> EXERCISE GOAL:
The records below are to be reproduced exactly, and no picture should appear in the copy.

> RECORDS FOR THE TASK:
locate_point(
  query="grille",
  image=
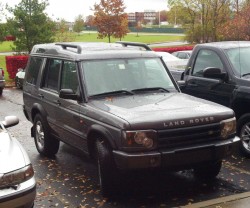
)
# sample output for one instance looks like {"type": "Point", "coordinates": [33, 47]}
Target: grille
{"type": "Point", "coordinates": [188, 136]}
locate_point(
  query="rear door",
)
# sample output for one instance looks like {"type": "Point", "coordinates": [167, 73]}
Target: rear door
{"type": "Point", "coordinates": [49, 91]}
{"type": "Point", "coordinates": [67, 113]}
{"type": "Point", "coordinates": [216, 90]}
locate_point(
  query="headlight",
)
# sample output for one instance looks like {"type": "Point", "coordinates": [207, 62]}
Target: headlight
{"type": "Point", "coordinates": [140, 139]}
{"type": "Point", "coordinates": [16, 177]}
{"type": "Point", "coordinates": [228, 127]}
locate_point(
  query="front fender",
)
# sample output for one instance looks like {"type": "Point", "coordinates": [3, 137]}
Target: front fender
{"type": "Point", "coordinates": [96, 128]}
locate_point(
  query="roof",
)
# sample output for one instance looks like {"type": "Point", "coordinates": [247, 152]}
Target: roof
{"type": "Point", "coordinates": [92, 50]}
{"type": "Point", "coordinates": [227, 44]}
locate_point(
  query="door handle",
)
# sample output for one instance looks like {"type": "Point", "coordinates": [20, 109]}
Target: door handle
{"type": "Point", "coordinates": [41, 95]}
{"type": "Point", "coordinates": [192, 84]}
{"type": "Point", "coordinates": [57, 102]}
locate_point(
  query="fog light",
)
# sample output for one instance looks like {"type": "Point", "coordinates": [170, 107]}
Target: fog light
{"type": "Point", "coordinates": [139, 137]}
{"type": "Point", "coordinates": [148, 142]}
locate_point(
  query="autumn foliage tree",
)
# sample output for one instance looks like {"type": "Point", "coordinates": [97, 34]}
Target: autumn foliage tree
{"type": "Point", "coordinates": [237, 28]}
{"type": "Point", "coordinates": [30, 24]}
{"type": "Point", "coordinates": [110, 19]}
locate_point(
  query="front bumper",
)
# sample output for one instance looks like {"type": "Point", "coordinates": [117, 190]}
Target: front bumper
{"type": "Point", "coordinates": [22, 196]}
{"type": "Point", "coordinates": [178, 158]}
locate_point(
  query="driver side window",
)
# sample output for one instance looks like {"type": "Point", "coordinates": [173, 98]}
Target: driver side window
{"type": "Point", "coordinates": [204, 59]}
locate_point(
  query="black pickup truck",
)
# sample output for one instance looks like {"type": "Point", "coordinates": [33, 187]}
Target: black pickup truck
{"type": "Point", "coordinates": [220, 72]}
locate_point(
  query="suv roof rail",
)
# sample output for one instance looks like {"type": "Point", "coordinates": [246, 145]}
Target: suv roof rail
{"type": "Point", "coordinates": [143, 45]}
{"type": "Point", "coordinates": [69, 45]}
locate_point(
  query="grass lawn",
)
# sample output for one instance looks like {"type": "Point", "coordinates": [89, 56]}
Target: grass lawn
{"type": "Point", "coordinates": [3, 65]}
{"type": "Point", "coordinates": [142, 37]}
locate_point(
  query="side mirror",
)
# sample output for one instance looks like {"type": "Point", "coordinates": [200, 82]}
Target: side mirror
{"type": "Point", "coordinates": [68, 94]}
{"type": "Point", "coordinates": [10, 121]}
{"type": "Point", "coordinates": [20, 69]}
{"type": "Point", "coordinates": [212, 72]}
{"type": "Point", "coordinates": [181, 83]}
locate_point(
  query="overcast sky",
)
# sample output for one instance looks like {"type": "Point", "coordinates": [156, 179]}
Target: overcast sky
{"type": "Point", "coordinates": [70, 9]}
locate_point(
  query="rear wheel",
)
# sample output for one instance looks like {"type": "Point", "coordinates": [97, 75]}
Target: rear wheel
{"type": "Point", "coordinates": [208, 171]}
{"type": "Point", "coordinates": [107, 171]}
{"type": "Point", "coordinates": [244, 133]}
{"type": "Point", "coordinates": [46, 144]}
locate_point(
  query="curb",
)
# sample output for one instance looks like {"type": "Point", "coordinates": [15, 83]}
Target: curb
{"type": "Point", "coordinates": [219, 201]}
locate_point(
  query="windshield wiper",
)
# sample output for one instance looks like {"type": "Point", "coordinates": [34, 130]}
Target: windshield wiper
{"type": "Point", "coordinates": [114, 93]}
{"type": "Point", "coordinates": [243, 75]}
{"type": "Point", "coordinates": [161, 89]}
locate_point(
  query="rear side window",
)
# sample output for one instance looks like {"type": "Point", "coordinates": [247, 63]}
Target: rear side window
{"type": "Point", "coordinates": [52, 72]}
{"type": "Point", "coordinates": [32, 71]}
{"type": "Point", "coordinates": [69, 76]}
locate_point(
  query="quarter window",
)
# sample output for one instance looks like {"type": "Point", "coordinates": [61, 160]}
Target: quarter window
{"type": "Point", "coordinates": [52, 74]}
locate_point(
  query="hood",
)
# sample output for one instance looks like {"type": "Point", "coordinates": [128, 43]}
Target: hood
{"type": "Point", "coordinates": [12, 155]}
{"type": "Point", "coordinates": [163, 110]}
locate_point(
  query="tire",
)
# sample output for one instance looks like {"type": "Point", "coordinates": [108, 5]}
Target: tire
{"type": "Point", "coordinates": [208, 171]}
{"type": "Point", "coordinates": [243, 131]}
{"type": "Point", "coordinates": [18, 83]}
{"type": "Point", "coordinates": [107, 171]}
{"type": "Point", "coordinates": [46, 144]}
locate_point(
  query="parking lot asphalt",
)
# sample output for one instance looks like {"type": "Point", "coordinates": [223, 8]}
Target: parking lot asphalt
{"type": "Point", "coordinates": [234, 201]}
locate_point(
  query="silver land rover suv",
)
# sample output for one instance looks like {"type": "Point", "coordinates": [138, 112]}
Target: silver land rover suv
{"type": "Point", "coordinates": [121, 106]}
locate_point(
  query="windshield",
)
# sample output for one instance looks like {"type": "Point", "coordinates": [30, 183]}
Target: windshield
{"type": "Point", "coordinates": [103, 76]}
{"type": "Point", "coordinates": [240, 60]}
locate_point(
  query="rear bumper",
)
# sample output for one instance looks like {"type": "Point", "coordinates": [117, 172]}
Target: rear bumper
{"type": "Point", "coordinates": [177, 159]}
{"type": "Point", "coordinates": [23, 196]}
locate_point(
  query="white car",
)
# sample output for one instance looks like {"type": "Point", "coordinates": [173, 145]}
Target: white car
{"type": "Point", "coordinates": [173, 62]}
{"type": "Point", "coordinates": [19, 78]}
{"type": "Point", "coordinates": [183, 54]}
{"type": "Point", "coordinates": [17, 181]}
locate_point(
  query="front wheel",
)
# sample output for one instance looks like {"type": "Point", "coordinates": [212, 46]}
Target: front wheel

> EXERCISE ANSWER:
locate_point(
  query="grille",
  image=
)
# sample output for one instance looks like {"type": "Point", "coordinates": [33, 47]}
Target: grille
{"type": "Point", "coordinates": [188, 136]}
locate_point(
  query="rear door",
)
# sample output for one instance looks like {"type": "Point", "coordinates": [167, 73]}
Target: rear door
{"type": "Point", "coordinates": [49, 91]}
{"type": "Point", "coordinates": [67, 113]}
{"type": "Point", "coordinates": [216, 90]}
locate_point(
  query="headlight",
)
# sample output for one instance looks like {"type": "Point", "coordinates": [207, 62]}
Target: headlight
{"type": "Point", "coordinates": [140, 139]}
{"type": "Point", "coordinates": [16, 177]}
{"type": "Point", "coordinates": [228, 127]}
locate_point(
  query="front fender",
)
# sample output for one instance looks like {"type": "Point", "coordinates": [3, 137]}
Target: front fender
{"type": "Point", "coordinates": [96, 128]}
locate_point(
  query="roof",
)
# sample output for one instance looks like {"type": "Point", "coordinates": [247, 152]}
Target: roof
{"type": "Point", "coordinates": [92, 50]}
{"type": "Point", "coordinates": [227, 44]}
locate_point(
  query="door handle",
)
# sample output for one instance looks like {"type": "Point", "coordinates": [20, 109]}
Target: door handle
{"type": "Point", "coordinates": [41, 95]}
{"type": "Point", "coordinates": [192, 84]}
{"type": "Point", "coordinates": [57, 102]}
locate_point(
  query="fog light",
)
# sample output for one instance looks like {"type": "Point", "coordinates": [170, 107]}
Target: fog light
{"type": "Point", "coordinates": [139, 137]}
{"type": "Point", "coordinates": [148, 142]}
locate_point(
  query="autumn foliage tree",
)
# sample output for one instance looks like {"type": "Point", "coordinates": [97, 34]}
Target: autumn foliage tree
{"type": "Point", "coordinates": [237, 28]}
{"type": "Point", "coordinates": [30, 24]}
{"type": "Point", "coordinates": [110, 19]}
locate_point(
  query="front bumper",
)
# sample output for one instance looks like {"type": "Point", "coordinates": [117, 190]}
Target: front bumper
{"type": "Point", "coordinates": [22, 196]}
{"type": "Point", "coordinates": [178, 158]}
locate_point(
  query="driver side window",
)
# sample output for one instance looks like {"type": "Point", "coordinates": [173, 98]}
Target: driver side window
{"type": "Point", "coordinates": [204, 59]}
locate_point(
  query="black pickup truck",
)
# sample output for one instance looks like {"type": "Point", "coordinates": [33, 187]}
Target: black pickup truck
{"type": "Point", "coordinates": [220, 72]}
locate_point(
  query="suv roof rail",
)
# sample output for one instance looks like {"type": "Point", "coordinates": [246, 145]}
Target: suv roof rail
{"type": "Point", "coordinates": [143, 45]}
{"type": "Point", "coordinates": [69, 45]}
locate_point(
  query="grass lawn",
)
# sample output for one instance looks like {"type": "Point", "coordinates": [89, 56]}
Target: grass lawn
{"type": "Point", "coordinates": [3, 65]}
{"type": "Point", "coordinates": [142, 37]}
locate_point(
  query="side mirror",
)
# sample output for one instance looks like {"type": "Point", "coordinates": [200, 82]}
Target: side mirror
{"type": "Point", "coordinates": [68, 94]}
{"type": "Point", "coordinates": [10, 121]}
{"type": "Point", "coordinates": [20, 69]}
{"type": "Point", "coordinates": [212, 72]}
{"type": "Point", "coordinates": [181, 83]}
locate_point(
  query="overcast sky",
)
# sample output for one instance looks like {"type": "Point", "coordinates": [156, 179]}
Target: overcast sky
{"type": "Point", "coordinates": [70, 9]}
locate_point(
  query="rear wheel",
)
# sample output for one instance looks like {"type": "Point", "coordinates": [97, 75]}
Target: rear wheel
{"type": "Point", "coordinates": [208, 171]}
{"type": "Point", "coordinates": [107, 171]}
{"type": "Point", "coordinates": [244, 133]}
{"type": "Point", "coordinates": [46, 144]}
locate_point(
  query="curb",
)
# sample output for one instance looks like {"type": "Point", "coordinates": [15, 83]}
Target: curb
{"type": "Point", "coordinates": [219, 201]}
locate_point(
  query="windshield wiper",
)
# sample output for one instance looks like {"type": "Point", "coordinates": [34, 130]}
Target: windshield wiper
{"type": "Point", "coordinates": [114, 93]}
{"type": "Point", "coordinates": [243, 75]}
{"type": "Point", "coordinates": [161, 89]}
locate_point(
  query="rear side window",
)
# sample output for one instance looks like {"type": "Point", "coordinates": [247, 63]}
Target: rear side window
{"type": "Point", "coordinates": [52, 72]}
{"type": "Point", "coordinates": [32, 71]}
{"type": "Point", "coordinates": [69, 76]}
locate_point(
  query="quarter window",
)
# sample output for one instance looks like {"type": "Point", "coordinates": [61, 160]}
Target: quarter window
{"type": "Point", "coordinates": [52, 74]}
locate_point(
  query="hood",
)
# sample output for one instance looks like {"type": "Point", "coordinates": [128, 43]}
Target: hood
{"type": "Point", "coordinates": [12, 155]}
{"type": "Point", "coordinates": [163, 110]}
locate_point(
  query="tire",
)
# sample output for one instance looks like {"type": "Point", "coordinates": [108, 5]}
Target: tire
{"type": "Point", "coordinates": [208, 171]}
{"type": "Point", "coordinates": [243, 131]}
{"type": "Point", "coordinates": [18, 83]}
{"type": "Point", "coordinates": [107, 171]}
{"type": "Point", "coordinates": [46, 144]}
locate_point(
  query="parking lot asphalt",
)
# sample output for one instance looks like {"type": "Point", "coordinates": [223, 8]}
Target: parking lot asphalt
{"type": "Point", "coordinates": [234, 201]}
locate_point(
  query="silver land rover suv",
)
# sample output for one instance looks like {"type": "Point", "coordinates": [138, 112]}
Target: silver land rover suv
{"type": "Point", "coordinates": [121, 106]}
locate_point(
  query="windshield",
)
# sample output for one instance looks like {"type": "Point", "coordinates": [30, 183]}
Target: windshield
{"type": "Point", "coordinates": [103, 76]}
{"type": "Point", "coordinates": [240, 60]}
locate_point(
  query="rear bumper",
)
# sample output for one instance looks like {"type": "Point", "coordinates": [117, 172]}
Target: rear bumper
{"type": "Point", "coordinates": [177, 159]}
{"type": "Point", "coordinates": [23, 196]}
locate_point(
  query="white car",
)
# sample output for one instance looks like {"type": "Point", "coordinates": [173, 145]}
Target: white car
{"type": "Point", "coordinates": [173, 62]}
{"type": "Point", "coordinates": [19, 78]}
{"type": "Point", "coordinates": [183, 54]}
{"type": "Point", "coordinates": [17, 181]}
locate_point(
  query="front wheel",
)
# sample output for one instance looks like {"type": "Point", "coordinates": [212, 46]}
Target: front wheel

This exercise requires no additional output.